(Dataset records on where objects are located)
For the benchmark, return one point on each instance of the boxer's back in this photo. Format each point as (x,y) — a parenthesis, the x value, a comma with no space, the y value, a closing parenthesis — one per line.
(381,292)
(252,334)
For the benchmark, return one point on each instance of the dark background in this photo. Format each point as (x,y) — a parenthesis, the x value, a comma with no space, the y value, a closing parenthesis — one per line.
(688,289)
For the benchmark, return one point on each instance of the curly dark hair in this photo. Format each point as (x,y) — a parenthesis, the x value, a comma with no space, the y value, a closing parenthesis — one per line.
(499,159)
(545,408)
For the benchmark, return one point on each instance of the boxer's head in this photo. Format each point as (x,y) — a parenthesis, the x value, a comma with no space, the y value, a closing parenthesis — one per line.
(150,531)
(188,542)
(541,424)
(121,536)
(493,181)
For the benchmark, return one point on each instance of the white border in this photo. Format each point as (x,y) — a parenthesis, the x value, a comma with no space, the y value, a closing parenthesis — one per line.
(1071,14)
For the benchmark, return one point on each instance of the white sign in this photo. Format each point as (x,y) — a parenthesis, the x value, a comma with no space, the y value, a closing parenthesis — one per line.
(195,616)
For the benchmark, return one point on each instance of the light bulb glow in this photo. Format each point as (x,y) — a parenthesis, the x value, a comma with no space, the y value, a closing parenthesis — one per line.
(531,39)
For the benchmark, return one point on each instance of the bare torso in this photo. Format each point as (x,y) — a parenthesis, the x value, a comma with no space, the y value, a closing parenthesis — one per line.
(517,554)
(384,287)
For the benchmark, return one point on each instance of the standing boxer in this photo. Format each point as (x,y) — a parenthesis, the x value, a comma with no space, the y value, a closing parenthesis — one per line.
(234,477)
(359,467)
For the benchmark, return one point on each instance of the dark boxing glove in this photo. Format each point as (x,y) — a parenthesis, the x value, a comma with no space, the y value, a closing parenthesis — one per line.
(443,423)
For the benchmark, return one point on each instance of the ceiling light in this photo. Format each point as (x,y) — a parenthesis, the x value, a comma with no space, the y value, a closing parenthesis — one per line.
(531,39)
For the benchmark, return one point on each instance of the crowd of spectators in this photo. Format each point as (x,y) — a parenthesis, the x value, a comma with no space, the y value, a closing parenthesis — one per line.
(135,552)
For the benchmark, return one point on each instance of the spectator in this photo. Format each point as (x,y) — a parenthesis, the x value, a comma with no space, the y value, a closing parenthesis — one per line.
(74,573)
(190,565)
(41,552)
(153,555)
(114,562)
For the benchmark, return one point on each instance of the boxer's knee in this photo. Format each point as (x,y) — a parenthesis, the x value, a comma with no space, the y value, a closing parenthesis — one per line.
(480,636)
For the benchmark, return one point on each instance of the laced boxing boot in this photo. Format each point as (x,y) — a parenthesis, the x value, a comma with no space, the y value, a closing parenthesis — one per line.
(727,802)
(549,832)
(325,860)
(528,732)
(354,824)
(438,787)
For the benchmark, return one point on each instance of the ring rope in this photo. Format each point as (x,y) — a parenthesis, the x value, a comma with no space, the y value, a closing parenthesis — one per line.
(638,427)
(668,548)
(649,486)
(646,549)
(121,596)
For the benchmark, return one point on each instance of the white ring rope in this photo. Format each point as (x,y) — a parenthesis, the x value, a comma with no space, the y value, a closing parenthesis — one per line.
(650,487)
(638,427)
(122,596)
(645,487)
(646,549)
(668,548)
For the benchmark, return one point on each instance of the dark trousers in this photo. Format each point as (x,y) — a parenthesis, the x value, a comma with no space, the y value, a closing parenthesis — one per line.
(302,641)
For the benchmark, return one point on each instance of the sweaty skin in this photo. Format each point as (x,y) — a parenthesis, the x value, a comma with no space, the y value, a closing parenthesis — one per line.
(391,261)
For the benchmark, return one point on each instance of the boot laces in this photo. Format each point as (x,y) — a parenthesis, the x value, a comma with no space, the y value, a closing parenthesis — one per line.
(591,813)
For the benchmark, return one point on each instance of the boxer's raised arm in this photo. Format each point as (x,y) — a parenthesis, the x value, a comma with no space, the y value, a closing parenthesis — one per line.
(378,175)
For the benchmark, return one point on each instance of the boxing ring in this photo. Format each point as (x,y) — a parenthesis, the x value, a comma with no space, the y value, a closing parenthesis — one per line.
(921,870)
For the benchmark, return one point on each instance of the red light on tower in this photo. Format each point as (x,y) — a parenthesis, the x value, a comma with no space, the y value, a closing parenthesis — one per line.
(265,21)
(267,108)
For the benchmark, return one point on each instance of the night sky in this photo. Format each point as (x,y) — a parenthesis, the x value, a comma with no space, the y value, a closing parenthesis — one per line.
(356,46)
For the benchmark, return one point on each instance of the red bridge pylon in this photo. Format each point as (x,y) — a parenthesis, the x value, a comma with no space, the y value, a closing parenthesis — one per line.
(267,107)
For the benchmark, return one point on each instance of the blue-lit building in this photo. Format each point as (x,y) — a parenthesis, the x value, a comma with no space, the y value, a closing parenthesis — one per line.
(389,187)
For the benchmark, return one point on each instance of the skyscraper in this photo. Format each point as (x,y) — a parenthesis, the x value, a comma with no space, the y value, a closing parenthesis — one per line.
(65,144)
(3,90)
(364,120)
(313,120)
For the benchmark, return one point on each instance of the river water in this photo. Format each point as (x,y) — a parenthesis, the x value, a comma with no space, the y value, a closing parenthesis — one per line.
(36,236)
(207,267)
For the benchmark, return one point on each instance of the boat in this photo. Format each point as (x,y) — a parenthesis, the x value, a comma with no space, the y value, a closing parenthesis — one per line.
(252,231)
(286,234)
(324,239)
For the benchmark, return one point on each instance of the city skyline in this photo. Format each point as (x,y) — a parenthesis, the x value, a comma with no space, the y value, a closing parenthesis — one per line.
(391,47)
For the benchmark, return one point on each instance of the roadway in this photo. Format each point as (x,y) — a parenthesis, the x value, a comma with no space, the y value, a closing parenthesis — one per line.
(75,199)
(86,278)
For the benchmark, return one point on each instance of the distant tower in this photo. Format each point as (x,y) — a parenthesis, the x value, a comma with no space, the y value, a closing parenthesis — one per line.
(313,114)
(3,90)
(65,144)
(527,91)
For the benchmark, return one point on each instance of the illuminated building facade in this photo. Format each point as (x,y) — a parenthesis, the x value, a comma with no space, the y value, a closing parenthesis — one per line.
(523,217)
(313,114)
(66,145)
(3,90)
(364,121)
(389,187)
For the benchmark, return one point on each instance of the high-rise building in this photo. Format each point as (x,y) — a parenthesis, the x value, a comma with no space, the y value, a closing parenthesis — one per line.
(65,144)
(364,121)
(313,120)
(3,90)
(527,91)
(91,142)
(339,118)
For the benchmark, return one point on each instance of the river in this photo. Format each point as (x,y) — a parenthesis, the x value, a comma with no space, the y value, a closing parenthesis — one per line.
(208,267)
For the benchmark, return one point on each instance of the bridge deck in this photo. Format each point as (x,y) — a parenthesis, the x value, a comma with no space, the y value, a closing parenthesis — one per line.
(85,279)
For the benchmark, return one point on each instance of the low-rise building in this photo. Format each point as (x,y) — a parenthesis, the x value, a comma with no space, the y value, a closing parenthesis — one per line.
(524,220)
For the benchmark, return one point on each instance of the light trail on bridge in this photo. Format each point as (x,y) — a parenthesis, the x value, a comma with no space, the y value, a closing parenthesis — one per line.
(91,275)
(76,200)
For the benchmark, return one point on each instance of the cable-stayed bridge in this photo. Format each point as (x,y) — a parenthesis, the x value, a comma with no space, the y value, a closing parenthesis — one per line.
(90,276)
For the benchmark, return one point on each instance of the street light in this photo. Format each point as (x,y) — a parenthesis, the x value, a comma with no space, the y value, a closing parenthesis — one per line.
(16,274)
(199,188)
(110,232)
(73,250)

--

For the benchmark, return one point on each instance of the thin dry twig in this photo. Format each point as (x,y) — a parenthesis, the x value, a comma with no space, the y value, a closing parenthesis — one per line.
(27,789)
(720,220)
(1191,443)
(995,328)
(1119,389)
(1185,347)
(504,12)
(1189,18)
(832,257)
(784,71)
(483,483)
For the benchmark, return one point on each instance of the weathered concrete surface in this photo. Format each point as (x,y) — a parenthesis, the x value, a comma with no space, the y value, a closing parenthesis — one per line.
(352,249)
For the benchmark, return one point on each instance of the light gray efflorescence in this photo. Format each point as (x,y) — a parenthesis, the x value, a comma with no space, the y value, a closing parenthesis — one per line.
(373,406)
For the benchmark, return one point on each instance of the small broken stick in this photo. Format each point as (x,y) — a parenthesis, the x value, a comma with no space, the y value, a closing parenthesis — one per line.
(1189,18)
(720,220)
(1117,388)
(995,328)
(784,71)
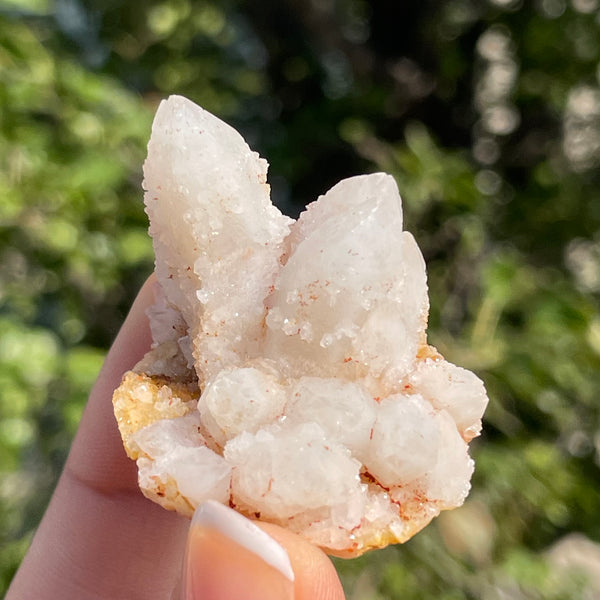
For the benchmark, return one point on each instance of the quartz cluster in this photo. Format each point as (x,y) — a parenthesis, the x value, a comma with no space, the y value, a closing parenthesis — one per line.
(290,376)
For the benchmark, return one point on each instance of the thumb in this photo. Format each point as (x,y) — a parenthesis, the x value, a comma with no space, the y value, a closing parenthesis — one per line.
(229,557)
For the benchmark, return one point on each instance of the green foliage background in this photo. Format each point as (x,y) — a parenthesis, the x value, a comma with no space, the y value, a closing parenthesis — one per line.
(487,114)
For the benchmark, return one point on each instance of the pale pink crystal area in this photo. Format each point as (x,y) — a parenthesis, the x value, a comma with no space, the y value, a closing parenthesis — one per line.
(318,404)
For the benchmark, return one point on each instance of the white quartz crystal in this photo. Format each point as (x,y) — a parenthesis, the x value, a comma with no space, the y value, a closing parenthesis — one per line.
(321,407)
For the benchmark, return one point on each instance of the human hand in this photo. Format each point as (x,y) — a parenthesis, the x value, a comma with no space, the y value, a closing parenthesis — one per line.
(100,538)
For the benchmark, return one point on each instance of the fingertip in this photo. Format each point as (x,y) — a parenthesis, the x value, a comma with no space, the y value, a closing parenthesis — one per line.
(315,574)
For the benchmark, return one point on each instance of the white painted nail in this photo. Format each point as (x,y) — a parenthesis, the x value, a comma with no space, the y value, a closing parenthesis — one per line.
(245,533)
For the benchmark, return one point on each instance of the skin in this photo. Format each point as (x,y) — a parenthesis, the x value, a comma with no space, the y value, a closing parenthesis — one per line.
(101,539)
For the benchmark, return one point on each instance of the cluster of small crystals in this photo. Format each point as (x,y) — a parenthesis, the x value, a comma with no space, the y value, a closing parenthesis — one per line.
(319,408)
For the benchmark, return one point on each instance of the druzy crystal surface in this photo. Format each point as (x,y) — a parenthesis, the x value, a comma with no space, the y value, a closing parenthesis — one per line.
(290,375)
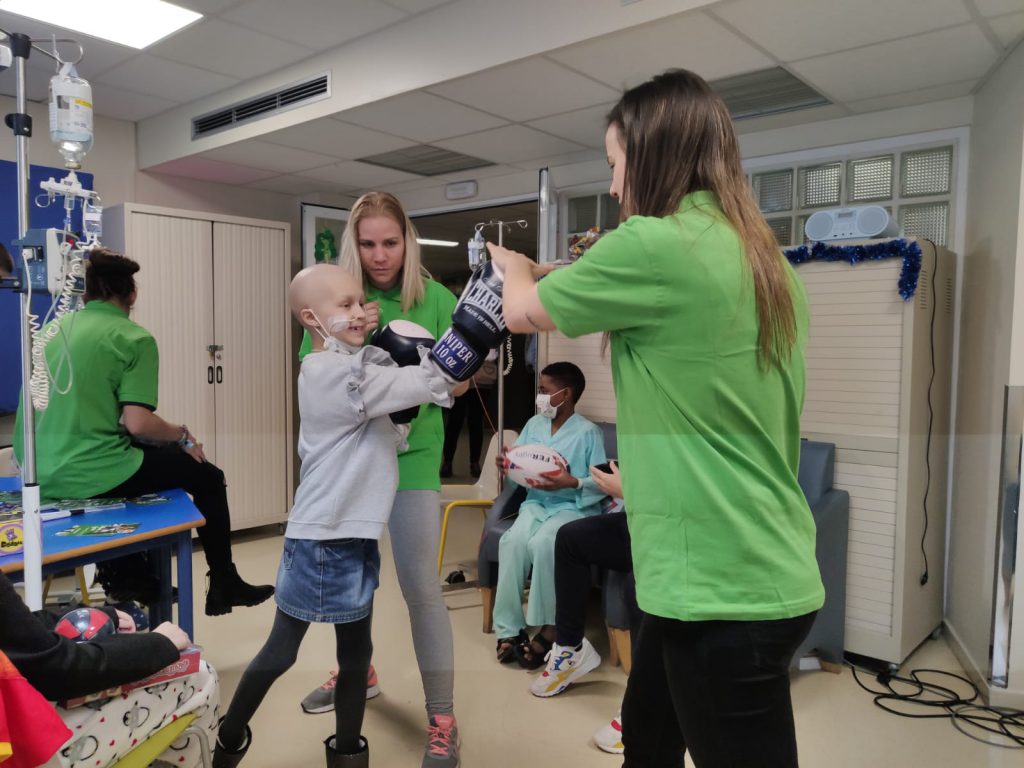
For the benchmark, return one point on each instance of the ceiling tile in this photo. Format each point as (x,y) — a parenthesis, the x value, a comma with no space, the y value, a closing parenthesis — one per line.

▶ _What to do_: Identify every line in the rows that contains the word "rope", and copy each of those lines.

▶ _Exercise response_:
For the benchmark, return one point on each instance of the ring rope in this photo. Format each point as (x,y) — a parenthesis, the x value, a comma with no space, the y value, a closing parenthesis — one per line.
For the benchmark, return one point on each instance of the white ring rope in this photo. Format each point as (x,y) — a parenthesis, the x value, a comma with no space, the y value, a closing parenthesis — one per line.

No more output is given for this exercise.